*Work to complete*:
1. For each statement, say whether it agrees with the passage on photographing Naoise, answering yes or no and quoting the deciding words exactly: (a) Naoise sat on top of the smart phone. (b) At bed time Naoise said he had not been upset. (c) The writer wants Naoise to be a passive collaborator.
2. In the passage on photographing Naoise, when did the writer talk with him about the situation?
3. Carry on the passage about photographing Naoise from its last sentence.

*Text*:
But should I have been asking him to stop hurting me? Should I have challenged him? Was I being neglectful? Its understandable that he was upset. I was taking without his consent.

I found this process revealing, but Naoise behaviour in response to my actions was  perturbing. He was obviously distressed. At one stage he sat on top of the smart phone. He hit the smart phone with his hands. He did not want me or him to play with it. He even looked as if he intended to break it, and when he was hitting the object, it felt as if he was hitting me too. Breaking me apart. Us apart. Occasionally the tip of the pillow case whipped my face. It was not a pleasant encounter.

I talked to him about this situation at bed time, I asked if he had been upset. He explained that he was. He does not like me taking pictures of him, even if it is for this artwork. I suggested that he take some pictures of me instead; Maybe Mummy. I want to hand over some control of this space to him. I don’t want him to be a passive collaborator. An annoyed collaborated. This project is meant to be an honest space. A creative space. A critical space.

*Exercise data*:

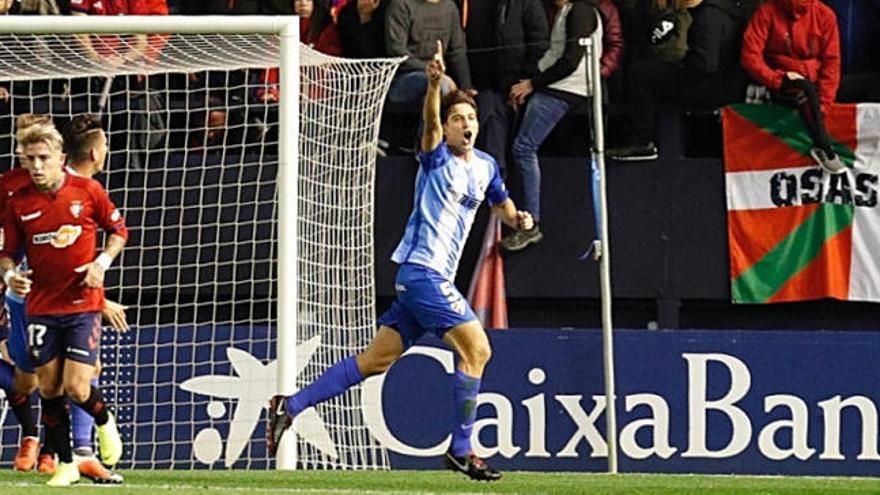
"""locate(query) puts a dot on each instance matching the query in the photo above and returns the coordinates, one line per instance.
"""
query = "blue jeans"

*Exercise results*:
1.
(a) Yes: "At one stage he sat on top of the smart phone."
(b) No: "He explained that he was."
(c) No: "I don’t want him to be a passive collaborator."

2. At bed time.

3.
Have I lost sight of what matters? You cannot really live when a camera is in front of your face all the time. When you are constantly thinking with the image. Where does the image stop and where does life start? What is the point of all this documenting, all this recording? Who is it for? Who is my audience?

Am I blind to what I am making? Am I stumbling?

How is the family album made now? Who is the author? Are we all photographers now? What is the difference between the slow process of Jo Spence and the fast process of the smart phone. Smart or Slow. Which is it? Is slow not more smart?

All these images. All these images that I take each day. All these images exhaust me. Are they any good? What is good? Didn’t you want to break down those ideas of the good mother? Challenge idealised images? Have you fallen into portraying the good, the sentimental? Have you produced anything new? Have you really been honest? Can you be honest with words and images?

How to edit?  Select.

You need to look closer. Think. Think about the tarmac and the skin. Think about autobiography and the relationship between text and image. Memory and Psyche.

Think about Roland Barthes and Camera Lucida, about the image of his mother. Think how photographs lie. Think about what they don’t say. Think what is missing? What is said and what is not said? Think about the medium, all the thousands of pixels floating around in this non-space. Not ever getting to paper, or object or metal, or gallery.

How do these images exist? Do they need always to be accompanied by text, or can they be free of this ramble of reflective thought?

Have I made the work of mother visible? Or am I lost between too many images and words, information overload? So many images stored as data but never existing physically. Not enough time to process those images, to sort, to shape, to print.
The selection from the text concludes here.